Recast the data as a Markdown table with the columns Row and Line, starting at its first line and stopping after the line that contains "--holes=even-odd". Number each line and leave out any blank lines.

[Begin Recorded information]

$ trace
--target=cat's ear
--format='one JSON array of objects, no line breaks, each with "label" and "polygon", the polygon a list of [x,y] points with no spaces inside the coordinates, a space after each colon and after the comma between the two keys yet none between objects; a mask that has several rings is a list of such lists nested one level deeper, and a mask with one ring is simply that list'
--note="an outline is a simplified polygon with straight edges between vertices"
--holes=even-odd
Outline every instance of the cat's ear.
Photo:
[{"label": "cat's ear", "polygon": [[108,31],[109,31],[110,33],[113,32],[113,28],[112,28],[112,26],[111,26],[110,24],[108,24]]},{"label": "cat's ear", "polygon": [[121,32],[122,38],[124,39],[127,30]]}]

[End Recorded information]

§ Output:
| Row | Line |
|---|---|
| 1 | $ trace |
| 2 | --target=cat's ear |
| 3 | --format='one JSON array of objects, no line breaks, each with "label" and "polygon", the polygon a list of [x,y] points with no spaces inside the coordinates, a space after each colon and after the comma between the two keys yet none between objects; a mask that has several rings is a list of such lists nested one level deeper, and a mask with one ring is simply that list' |
| 4 | --note="an outline is a simplified polygon with straight edges between vertices" |
| 5 | --holes=even-odd |